Text-to-region grounding data:
..........
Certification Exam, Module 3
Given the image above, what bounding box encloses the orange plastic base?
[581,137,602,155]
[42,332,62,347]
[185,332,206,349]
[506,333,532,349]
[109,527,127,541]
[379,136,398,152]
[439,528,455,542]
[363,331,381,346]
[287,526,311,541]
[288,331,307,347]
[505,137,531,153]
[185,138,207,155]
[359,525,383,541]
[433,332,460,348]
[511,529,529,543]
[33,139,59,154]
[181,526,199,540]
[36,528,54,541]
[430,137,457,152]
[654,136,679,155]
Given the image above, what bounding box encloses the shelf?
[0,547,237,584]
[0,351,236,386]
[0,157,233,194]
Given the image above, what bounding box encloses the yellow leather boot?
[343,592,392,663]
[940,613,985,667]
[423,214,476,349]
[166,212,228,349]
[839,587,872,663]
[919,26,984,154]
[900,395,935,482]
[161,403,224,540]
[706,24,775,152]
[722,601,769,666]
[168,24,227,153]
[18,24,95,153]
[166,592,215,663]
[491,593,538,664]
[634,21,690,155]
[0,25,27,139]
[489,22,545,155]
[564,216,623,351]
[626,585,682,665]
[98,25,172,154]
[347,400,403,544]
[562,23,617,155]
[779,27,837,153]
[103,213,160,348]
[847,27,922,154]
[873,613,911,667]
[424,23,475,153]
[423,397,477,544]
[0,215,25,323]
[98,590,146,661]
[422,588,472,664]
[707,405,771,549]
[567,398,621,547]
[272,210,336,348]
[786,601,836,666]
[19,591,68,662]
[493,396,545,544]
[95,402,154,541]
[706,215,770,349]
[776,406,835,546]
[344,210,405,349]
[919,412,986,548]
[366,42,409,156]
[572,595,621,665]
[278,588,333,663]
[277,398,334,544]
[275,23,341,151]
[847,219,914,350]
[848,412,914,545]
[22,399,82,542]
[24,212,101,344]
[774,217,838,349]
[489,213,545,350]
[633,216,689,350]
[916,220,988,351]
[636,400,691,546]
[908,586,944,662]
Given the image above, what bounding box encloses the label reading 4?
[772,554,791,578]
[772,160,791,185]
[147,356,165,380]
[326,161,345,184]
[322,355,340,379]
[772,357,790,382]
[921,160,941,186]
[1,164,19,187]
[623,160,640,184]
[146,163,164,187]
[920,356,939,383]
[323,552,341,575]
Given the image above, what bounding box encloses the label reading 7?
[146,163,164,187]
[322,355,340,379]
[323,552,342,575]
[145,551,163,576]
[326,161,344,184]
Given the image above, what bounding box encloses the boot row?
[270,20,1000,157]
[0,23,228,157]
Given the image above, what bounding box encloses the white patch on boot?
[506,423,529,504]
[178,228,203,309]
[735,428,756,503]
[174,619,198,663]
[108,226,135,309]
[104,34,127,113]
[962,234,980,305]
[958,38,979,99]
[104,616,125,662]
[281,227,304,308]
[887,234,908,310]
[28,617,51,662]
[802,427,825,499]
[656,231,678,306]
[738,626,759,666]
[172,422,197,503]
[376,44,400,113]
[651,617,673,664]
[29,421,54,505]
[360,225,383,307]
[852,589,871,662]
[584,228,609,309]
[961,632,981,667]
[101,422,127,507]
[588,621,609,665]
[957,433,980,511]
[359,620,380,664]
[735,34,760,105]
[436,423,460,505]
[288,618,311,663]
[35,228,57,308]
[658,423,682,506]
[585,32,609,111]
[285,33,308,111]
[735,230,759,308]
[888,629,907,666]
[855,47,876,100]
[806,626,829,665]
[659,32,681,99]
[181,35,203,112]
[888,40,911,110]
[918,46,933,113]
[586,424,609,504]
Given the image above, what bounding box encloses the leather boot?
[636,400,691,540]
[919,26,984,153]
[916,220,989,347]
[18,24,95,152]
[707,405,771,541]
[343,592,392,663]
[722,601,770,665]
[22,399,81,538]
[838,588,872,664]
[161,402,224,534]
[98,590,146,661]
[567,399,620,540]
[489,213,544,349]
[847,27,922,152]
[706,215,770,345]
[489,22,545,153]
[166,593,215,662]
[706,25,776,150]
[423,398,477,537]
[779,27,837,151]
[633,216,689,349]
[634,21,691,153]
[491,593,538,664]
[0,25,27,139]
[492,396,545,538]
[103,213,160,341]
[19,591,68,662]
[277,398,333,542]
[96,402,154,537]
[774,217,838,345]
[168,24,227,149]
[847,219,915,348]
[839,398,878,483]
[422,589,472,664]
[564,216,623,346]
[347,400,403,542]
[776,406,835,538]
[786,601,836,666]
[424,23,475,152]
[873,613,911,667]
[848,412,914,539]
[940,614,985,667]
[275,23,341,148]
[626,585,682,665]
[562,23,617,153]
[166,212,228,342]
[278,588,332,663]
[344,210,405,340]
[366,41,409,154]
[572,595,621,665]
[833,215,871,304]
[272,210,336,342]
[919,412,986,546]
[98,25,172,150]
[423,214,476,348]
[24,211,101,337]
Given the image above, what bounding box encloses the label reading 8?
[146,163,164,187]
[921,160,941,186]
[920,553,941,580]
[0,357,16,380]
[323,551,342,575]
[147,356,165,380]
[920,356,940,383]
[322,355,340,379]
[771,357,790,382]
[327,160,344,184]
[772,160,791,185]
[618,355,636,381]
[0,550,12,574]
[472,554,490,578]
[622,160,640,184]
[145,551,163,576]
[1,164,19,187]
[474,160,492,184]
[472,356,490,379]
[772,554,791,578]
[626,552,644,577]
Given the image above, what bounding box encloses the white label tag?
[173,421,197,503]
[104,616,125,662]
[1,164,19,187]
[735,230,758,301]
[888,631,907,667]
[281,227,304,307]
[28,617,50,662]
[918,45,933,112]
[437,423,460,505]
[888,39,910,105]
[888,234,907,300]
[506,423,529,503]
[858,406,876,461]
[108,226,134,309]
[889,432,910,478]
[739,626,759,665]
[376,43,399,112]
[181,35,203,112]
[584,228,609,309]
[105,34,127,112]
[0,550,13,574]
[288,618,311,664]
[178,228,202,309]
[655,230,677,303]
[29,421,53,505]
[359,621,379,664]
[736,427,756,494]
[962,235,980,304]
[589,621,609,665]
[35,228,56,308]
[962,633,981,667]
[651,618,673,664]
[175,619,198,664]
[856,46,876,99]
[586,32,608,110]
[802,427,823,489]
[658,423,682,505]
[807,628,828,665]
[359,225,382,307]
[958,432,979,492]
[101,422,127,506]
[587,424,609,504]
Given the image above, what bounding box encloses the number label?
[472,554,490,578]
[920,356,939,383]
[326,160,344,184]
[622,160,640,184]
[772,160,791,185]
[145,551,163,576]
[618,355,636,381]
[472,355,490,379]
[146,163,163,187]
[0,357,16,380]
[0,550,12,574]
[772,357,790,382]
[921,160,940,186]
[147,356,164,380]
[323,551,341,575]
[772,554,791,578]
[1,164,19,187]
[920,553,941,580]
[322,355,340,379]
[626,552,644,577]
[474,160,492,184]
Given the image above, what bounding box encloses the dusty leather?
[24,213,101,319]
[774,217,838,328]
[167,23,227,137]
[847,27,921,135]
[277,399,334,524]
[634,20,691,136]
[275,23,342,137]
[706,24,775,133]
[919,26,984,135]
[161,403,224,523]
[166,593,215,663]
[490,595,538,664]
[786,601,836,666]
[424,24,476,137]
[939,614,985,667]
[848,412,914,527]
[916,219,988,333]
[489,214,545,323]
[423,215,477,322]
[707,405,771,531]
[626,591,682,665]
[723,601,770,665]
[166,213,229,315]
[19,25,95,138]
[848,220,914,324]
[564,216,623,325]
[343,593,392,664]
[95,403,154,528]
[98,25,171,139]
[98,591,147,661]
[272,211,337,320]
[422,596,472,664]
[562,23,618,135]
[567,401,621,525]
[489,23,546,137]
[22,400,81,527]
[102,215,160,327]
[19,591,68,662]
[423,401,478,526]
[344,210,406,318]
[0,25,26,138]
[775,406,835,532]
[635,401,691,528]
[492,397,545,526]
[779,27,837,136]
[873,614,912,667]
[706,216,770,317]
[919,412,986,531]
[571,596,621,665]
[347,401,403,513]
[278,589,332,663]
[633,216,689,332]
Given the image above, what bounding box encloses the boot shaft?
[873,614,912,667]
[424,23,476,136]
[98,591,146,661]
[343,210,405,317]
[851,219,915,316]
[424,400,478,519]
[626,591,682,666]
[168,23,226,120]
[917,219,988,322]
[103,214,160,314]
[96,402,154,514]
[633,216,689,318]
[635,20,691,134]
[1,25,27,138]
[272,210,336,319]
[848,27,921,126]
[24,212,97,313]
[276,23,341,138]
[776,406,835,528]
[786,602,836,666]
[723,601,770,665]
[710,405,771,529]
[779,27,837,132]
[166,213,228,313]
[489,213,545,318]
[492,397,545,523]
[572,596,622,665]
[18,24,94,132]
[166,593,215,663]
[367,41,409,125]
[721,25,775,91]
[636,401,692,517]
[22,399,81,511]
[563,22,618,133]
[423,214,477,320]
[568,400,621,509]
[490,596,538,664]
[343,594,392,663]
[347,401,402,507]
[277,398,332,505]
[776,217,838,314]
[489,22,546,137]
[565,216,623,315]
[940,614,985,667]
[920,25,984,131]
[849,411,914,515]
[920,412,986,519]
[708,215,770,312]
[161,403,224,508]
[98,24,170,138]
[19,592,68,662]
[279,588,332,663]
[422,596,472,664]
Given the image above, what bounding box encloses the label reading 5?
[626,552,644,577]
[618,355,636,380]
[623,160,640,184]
..........
* **TASK REQUIREMENTS**
Copy all lines of the records that have the string "leather" in them.

* **FINISHED EXERCISE**
Given the image above, what bounding box encloses the yellow leather boot?
Given the image above, what bounding box encloses the leather boot?
Given the image above, what bounding box encloses the dusty leather?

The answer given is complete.